*** Supplied material ***

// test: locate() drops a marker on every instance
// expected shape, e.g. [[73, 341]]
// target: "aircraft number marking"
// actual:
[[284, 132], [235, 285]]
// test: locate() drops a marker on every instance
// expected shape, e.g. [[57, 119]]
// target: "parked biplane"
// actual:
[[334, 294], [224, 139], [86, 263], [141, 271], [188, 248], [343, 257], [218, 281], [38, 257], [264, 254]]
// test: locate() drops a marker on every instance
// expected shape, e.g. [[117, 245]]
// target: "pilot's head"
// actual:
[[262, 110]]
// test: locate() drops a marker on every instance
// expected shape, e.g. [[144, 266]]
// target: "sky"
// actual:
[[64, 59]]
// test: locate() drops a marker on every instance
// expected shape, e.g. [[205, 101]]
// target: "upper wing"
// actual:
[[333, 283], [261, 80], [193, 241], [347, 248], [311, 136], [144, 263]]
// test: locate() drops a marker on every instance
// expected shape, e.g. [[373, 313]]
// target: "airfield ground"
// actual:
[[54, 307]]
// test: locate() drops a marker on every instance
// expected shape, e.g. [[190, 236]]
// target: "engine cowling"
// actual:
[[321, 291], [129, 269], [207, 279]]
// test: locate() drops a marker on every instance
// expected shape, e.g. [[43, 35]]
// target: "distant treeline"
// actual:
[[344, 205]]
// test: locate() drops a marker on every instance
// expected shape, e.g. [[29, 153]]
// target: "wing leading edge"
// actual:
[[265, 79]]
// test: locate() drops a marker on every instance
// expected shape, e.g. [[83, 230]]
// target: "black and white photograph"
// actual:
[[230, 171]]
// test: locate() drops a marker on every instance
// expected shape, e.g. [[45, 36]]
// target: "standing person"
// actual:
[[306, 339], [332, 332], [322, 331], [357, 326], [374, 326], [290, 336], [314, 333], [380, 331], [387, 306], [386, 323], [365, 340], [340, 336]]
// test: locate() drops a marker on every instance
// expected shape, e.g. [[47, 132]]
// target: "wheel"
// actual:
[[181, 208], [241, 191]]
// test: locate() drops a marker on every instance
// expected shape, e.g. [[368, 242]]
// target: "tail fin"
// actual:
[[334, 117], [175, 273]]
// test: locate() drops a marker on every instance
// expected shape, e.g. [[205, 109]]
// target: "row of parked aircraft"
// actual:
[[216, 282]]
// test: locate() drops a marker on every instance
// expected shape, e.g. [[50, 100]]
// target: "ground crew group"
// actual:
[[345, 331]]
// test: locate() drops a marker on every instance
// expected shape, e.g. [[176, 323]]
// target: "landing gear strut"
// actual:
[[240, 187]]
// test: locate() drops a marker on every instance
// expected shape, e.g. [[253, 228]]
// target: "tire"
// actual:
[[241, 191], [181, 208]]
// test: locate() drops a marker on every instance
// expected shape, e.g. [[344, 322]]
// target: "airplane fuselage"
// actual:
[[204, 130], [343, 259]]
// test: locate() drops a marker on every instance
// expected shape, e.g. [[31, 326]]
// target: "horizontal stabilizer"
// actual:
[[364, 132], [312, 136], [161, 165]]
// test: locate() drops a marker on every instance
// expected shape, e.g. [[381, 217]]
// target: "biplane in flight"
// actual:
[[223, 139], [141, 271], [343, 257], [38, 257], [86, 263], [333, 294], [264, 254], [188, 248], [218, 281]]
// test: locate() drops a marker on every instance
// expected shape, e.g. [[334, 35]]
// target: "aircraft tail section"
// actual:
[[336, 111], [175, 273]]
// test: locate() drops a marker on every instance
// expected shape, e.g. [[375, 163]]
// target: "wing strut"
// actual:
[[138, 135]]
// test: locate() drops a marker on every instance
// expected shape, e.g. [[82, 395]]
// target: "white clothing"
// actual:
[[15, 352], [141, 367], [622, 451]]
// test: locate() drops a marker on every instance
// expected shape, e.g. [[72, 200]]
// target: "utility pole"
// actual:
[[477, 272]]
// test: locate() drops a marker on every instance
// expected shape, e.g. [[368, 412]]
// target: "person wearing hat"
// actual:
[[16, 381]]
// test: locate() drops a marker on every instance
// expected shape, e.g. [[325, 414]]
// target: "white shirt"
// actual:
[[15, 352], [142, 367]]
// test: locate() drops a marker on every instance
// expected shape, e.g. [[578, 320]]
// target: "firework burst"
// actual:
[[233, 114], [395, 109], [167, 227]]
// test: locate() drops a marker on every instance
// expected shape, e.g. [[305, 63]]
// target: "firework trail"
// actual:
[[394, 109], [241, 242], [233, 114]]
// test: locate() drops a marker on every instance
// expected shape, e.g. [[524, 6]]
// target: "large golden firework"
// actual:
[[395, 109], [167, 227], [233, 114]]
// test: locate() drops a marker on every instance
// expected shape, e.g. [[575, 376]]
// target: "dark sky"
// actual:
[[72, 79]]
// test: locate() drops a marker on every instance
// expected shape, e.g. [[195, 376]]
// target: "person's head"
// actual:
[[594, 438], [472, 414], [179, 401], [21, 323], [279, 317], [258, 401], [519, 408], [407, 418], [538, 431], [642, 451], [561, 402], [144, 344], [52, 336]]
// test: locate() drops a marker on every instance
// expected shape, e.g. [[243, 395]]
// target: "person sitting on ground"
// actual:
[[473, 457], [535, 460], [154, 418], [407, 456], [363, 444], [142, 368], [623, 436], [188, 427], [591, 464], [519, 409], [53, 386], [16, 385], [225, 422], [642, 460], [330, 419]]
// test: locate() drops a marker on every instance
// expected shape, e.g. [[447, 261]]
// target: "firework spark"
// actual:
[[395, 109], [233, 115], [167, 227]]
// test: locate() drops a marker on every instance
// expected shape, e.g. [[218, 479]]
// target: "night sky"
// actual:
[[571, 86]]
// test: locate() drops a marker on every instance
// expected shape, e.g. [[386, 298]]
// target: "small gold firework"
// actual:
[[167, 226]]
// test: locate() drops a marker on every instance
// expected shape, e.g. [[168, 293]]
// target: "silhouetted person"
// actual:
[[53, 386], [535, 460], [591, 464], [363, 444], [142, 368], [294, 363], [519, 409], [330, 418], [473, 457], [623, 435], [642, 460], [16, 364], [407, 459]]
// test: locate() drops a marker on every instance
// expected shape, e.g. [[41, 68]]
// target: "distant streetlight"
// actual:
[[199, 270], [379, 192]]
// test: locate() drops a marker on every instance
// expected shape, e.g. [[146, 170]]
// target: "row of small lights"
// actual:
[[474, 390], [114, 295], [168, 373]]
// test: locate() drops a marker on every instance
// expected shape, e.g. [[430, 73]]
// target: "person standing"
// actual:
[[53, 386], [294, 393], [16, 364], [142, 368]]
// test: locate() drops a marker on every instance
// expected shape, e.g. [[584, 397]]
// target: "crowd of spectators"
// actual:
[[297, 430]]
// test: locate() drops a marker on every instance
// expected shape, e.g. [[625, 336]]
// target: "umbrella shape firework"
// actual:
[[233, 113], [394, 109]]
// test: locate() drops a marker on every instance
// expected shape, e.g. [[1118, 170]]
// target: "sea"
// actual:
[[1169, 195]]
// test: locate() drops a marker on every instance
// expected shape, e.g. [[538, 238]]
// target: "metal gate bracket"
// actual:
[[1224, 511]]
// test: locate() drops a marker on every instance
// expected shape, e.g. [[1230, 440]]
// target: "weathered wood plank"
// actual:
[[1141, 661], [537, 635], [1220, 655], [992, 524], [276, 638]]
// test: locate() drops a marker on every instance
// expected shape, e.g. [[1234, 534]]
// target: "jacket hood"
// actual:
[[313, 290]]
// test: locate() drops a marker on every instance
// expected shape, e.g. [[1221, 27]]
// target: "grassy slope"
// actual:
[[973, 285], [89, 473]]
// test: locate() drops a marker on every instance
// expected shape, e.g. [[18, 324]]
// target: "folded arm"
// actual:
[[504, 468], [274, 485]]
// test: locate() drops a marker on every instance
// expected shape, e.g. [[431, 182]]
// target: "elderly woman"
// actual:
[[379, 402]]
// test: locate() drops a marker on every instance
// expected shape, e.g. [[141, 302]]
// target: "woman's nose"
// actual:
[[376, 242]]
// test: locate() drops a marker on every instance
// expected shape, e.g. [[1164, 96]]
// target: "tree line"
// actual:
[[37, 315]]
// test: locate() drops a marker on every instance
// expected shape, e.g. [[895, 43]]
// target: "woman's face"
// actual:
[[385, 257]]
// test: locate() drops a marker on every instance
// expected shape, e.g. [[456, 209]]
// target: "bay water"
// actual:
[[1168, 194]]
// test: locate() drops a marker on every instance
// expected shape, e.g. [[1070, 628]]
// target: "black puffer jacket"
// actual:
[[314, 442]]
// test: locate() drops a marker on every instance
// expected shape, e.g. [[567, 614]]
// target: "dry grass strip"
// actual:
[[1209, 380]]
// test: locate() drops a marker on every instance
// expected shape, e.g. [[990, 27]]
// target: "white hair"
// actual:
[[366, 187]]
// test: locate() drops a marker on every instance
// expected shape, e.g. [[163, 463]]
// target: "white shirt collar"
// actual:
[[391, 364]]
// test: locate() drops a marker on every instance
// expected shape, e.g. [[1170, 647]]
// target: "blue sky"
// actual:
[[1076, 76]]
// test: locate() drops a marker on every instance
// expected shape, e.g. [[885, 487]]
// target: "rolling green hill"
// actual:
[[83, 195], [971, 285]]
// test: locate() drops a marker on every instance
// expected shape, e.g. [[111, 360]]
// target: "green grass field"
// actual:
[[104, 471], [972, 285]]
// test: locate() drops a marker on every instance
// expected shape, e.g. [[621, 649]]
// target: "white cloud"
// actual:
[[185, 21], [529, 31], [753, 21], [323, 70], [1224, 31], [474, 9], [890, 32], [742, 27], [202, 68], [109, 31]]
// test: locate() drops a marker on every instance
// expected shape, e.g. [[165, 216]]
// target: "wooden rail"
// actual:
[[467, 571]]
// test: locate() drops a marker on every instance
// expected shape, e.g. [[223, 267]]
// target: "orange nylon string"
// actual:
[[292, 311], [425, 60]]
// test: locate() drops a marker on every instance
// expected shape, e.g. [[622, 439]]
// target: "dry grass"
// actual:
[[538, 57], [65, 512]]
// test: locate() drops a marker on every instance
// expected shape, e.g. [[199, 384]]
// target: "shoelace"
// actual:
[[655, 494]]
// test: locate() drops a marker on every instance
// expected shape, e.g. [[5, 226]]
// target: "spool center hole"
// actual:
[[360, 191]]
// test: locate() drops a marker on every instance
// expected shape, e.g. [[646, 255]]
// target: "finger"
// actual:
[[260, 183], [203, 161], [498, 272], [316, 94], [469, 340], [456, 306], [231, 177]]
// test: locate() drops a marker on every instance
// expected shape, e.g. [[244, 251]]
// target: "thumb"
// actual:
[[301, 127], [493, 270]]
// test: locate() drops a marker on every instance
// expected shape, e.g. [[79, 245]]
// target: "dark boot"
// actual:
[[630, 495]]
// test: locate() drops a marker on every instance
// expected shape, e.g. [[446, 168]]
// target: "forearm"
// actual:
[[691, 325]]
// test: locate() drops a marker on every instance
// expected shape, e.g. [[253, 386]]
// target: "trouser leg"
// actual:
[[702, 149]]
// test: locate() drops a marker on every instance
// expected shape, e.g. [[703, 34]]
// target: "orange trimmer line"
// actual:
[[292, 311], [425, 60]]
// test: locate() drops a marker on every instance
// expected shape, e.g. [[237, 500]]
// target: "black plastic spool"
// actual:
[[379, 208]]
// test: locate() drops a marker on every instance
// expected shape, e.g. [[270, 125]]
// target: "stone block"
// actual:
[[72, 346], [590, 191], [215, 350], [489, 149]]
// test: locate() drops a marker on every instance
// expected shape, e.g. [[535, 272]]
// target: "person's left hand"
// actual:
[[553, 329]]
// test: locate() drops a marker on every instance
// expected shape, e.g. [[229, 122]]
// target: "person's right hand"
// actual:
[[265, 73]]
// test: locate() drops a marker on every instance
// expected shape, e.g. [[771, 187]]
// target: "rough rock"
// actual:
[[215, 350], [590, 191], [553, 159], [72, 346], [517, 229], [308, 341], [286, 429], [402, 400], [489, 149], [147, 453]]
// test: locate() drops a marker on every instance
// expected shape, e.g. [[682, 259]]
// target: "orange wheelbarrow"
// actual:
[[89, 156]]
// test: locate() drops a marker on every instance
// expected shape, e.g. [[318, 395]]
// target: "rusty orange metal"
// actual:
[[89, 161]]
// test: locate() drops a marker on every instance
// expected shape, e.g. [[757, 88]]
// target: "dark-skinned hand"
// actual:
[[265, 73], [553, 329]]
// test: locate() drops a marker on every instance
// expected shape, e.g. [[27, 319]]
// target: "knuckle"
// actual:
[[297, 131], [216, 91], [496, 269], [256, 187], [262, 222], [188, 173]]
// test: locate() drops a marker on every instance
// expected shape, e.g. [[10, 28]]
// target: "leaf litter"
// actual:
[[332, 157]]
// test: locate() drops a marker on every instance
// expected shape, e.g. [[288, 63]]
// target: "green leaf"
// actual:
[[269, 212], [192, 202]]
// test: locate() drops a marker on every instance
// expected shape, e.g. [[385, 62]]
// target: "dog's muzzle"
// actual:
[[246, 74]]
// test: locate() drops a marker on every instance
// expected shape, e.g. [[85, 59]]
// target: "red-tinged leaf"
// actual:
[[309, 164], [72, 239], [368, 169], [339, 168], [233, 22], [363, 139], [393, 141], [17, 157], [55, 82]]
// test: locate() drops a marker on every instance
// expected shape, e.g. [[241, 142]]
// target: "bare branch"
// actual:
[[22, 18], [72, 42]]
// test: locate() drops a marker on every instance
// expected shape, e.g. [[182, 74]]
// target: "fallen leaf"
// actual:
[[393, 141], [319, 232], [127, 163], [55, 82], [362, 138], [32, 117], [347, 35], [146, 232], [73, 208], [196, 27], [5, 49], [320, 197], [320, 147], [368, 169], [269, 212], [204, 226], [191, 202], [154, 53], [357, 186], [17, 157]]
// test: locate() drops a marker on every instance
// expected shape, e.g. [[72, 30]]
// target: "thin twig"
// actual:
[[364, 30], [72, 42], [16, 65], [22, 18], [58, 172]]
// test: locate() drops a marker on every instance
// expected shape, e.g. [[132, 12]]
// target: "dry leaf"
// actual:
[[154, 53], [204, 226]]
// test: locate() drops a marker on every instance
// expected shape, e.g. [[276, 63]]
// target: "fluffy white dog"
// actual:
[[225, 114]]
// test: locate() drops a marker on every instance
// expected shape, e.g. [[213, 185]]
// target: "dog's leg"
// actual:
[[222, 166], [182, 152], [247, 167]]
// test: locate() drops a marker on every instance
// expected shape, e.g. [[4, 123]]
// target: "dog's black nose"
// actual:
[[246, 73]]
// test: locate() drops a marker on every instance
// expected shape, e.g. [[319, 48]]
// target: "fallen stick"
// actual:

***

> **Problem details**
Above are the entries; repeat their lines exactly, from the first through the one that contains "e.g. [[47, 132]]".

> **Reply**
// test: locate() drops a marker on every instance
// expected shape, e.g. [[73, 341]]
// target: "aircraft number marking"
// actual:
[[284, 132], [235, 285]]
// test: locate() drops a marker on every instance
// expected shape, e.g. [[57, 119]]
// target: "parked biplane"
// actual:
[[334, 294], [224, 139], [86, 263], [141, 271], [188, 248], [343, 257], [218, 281], [38, 257], [264, 254]]
// test: locate() drops a marker on every instance
// expected shape, e.g. [[117, 245]]
// target: "pilot's head"
// actual:
[[262, 110]]
// test: locate() drops a marker on every instance
// expected shape, e.g. [[144, 266]]
// target: "sky"
// actual:
[[64, 59]]
// test: locate() drops a marker on every instance
// expected shape, e.g. [[205, 101]]
// target: "upper wing"
// actual:
[[333, 283], [261, 80], [193, 241], [347, 248], [311, 136], [144, 263]]
// test: locate() drops a marker on every instance
// expected shape, e.g. [[373, 313]]
// target: "airfield ground"
// actual:
[[54, 307]]
// test: locate() drops a marker on every instance
// expected shape, e.g. [[190, 236]]
// target: "engine cowling"
// actual:
[[321, 291], [129, 269], [207, 279]]
// test: locate() drops a marker on every instance
// expected shape, e.g. [[43, 35]]
// target: "distant treeline"
// actual:
[[344, 205]]
// test: locate() drops a marker on every instance
// expected shape, e.g. [[29, 153]]
// target: "wing leading edge"
// actual:
[[265, 79]]
// test: locate() drops a marker on every instance
// expected shape, e.g. [[83, 230]]
// target: "black and white photograph"
// actual:
[[230, 171]]
// test: locate() drops a marker on every instance
// expected shape, e.g. [[45, 36]]
// target: "standing person"
// actual:
[[306, 339], [332, 332], [322, 331], [357, 326], [374, 326], [290, 336], [314, 333], [380, 331], [387, 306], [386, 323], [365, 340], [340, 336]]
// test: locate() drops a marker on every instance
// expected shape, e.g. [[47, 132]]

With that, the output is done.